*Document section*:
□ □ □ □

The Resurrection of Christ was produced for the Marino Zorzi chapel in the mortuary church of San Michele di Murano in Venice. The Berlin State Museums state that this painting fit the theme of the location of the painting, as its patrons hoped to be reborn to life when the Last Judgment would arrive. It has previously been attributed to Cima da Conegliano, Previtali, Bartolomeo Veneto and Marco Basaiti, but the work was finally attributed to Bellini by Francesco Sansovino in 1581.

== Subject ==
The work Resurrection of Christ shows a historical significant moment, different from other Renaissance paintings at the time, and demonstrates a resurrected Christ who is hovering over the soldiers that Pilate assigned to guard. In addition to the soldiers, there is an undressed man, and other non-soldier spectators nearby, including a holy women and a shepherd. Rutherglen's analysis states Bellini includes a rising sun in the background of this painting to demonstrate a specific time of day. This aligns with religious Gospels that state Christ rose during an Easter morning during early dawn. The landscape includes a dark blue in the atmosphere as it transitions to grey and peach. However, Rutherglen notes in her analysis that some scholars, unnamed, have critiqued the use of the landscape, stating a "lack of compositional unity and symbolic heft."

According to the Bible, after Resurrection, Christ ate broiled fish and told his followers to verify his resurrection by seeing Christ and touching Christ. However, Christ also "vanished from their sight" and told Mary Magdalen to not touch him, which may be seen as "conflicting reports" and Bellini also incorporates this into his work. In Bellini's work, Christ is depicted to float in the air, but also may be seen as being upheld by the tower in the landscape below him; in this way, Bellini also captured both sides of the conflicting reports as shown in the Bible. Giulio Cantalamessa noted how Bellini showed this in his work, stating it looks like Christ is defying gravity, however, Christ's legs also appear to be supported firmly, as if there was an imaginary pedestal underneath him.

□ □ □ □

*Available data*:
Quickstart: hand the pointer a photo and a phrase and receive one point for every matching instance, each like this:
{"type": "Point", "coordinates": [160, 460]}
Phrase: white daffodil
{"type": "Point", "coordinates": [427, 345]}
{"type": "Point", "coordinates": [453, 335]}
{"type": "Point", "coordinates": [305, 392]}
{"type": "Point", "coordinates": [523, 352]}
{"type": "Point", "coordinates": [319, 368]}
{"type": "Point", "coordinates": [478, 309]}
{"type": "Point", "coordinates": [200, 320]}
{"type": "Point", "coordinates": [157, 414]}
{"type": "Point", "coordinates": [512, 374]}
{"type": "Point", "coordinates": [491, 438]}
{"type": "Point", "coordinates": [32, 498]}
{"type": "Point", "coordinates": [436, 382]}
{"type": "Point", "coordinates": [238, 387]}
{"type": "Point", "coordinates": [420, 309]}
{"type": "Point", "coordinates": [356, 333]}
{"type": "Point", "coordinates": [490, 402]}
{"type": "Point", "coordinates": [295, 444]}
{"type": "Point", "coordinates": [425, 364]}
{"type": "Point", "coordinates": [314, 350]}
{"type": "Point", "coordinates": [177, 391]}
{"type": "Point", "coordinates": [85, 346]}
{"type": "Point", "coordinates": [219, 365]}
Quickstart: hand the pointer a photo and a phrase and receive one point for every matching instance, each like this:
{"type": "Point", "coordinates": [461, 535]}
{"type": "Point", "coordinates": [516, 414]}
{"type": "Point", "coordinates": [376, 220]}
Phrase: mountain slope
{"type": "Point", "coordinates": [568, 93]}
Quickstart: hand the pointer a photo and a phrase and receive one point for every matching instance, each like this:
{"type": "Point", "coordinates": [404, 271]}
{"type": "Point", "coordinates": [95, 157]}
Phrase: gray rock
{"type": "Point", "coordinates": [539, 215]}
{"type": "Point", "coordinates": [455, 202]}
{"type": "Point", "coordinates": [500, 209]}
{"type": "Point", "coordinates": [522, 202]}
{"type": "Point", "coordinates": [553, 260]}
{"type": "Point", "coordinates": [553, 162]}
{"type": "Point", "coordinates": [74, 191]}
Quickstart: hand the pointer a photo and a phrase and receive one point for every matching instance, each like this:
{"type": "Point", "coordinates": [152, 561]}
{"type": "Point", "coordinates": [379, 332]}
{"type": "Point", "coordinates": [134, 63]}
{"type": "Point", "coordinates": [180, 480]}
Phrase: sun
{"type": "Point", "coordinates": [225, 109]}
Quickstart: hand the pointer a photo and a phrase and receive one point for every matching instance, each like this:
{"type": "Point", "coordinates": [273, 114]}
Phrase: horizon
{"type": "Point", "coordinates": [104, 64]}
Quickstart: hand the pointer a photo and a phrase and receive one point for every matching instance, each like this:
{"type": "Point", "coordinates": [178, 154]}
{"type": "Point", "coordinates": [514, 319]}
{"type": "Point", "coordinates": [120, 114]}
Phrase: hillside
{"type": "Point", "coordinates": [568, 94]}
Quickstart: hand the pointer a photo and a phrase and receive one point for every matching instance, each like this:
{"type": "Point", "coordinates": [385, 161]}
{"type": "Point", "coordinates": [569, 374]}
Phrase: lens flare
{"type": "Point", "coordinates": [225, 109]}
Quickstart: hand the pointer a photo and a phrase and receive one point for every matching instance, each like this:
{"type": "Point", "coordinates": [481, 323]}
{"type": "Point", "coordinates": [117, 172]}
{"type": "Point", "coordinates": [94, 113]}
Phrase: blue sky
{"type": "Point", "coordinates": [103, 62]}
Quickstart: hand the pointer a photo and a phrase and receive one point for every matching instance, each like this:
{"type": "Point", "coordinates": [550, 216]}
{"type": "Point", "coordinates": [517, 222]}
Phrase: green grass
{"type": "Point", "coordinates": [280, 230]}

□ □ □ □

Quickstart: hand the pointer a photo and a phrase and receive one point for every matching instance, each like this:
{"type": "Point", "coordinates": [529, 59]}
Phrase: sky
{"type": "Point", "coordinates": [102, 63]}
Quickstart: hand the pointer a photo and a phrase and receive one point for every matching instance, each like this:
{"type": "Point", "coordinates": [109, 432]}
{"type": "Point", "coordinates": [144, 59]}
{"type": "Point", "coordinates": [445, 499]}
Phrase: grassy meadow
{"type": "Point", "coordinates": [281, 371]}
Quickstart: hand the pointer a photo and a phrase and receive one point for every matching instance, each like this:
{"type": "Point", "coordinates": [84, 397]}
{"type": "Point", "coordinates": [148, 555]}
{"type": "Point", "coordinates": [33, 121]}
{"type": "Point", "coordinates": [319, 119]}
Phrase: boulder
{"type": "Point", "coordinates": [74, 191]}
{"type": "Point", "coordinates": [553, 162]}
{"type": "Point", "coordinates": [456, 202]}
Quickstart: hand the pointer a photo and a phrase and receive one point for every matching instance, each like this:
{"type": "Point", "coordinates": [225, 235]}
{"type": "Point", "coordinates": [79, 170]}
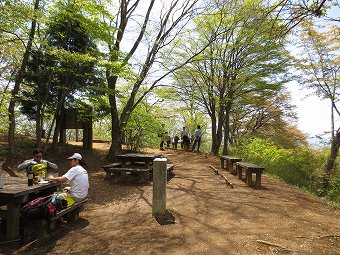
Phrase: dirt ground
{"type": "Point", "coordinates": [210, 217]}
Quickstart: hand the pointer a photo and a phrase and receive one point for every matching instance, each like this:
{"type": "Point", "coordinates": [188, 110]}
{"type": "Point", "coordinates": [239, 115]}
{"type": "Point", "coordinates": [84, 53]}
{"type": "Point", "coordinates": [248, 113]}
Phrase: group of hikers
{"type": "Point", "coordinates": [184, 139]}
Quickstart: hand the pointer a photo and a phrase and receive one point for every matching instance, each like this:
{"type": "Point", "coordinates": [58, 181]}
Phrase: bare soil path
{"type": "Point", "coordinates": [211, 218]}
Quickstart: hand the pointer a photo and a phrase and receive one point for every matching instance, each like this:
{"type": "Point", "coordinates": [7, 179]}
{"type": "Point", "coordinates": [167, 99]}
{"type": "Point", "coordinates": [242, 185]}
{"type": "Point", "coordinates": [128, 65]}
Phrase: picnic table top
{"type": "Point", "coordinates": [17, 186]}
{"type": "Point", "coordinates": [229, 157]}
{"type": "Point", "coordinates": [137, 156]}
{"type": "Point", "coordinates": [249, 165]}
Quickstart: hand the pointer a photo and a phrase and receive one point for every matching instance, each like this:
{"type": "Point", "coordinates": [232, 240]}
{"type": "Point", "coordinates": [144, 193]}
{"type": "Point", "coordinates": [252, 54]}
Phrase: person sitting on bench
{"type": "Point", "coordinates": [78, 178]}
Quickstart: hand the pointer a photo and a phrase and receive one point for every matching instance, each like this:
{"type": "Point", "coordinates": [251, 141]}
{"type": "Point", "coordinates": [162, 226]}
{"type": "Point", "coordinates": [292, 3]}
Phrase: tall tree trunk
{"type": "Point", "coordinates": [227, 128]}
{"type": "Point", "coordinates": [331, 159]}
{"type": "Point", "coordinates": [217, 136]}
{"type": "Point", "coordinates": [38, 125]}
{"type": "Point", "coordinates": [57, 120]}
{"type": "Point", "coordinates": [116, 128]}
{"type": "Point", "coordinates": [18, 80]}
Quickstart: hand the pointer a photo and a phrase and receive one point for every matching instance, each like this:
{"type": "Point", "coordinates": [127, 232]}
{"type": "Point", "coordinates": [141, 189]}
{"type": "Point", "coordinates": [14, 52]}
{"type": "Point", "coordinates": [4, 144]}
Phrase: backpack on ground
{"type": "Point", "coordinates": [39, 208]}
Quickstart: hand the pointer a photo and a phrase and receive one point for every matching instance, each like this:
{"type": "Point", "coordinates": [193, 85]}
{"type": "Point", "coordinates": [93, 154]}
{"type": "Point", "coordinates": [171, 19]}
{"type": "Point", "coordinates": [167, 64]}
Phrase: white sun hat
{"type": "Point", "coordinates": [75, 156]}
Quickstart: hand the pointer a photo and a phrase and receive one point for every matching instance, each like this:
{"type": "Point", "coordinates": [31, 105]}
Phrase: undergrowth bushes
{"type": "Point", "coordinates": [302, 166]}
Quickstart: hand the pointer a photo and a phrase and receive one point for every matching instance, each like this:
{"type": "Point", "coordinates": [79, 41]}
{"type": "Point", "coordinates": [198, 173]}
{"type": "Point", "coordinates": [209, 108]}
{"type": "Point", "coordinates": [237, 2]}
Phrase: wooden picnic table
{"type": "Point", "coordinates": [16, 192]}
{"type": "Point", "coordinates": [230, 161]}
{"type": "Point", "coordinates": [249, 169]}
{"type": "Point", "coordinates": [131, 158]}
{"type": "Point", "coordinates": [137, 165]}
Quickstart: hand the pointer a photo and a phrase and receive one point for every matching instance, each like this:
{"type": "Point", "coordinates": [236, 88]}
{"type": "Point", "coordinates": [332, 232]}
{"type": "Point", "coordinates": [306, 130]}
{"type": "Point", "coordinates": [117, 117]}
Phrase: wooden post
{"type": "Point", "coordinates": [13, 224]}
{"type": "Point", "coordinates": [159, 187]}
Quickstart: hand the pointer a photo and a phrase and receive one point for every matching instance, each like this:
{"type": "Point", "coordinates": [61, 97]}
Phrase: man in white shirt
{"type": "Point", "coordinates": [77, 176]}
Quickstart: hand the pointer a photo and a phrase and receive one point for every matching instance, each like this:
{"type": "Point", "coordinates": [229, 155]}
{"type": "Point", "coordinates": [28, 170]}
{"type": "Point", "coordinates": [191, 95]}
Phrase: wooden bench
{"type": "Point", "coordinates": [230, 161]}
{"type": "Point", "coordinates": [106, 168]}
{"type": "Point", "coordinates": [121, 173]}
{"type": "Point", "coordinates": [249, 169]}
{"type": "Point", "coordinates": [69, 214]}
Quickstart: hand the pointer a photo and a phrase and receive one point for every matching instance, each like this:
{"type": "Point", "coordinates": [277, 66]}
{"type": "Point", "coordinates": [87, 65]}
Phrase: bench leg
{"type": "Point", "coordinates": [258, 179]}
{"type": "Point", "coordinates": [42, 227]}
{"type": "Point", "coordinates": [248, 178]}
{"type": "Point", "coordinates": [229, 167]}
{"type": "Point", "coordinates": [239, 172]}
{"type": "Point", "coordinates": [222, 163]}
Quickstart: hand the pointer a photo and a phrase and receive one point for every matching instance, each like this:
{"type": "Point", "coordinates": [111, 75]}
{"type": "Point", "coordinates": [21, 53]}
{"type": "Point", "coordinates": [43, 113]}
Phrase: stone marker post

□ □ □ □

*Task to carry out*: From the text on Bellini's Resurrection of Christ, write out the part starting at "The Resurrection of" and ending at "Sansovino in 1581.". The records were taken from another source.

*Response to this task*:
The Resurrection of Christ was produced for the Marino Zorzi chapel in the mortuary church of San Michele di Murano in Venice. The Berlin State Museums state that this painting fit the theme of the location of the painting, as its patrons hoped to be reborn to life when the Last Judgment would arrive. It has previously been attributed to Cima da Conegliano, Previtali, Bartolomeo Veneto and Marco Basaiti, but the work was finally attributed to Bellini by Francesco Sansovino in 1581.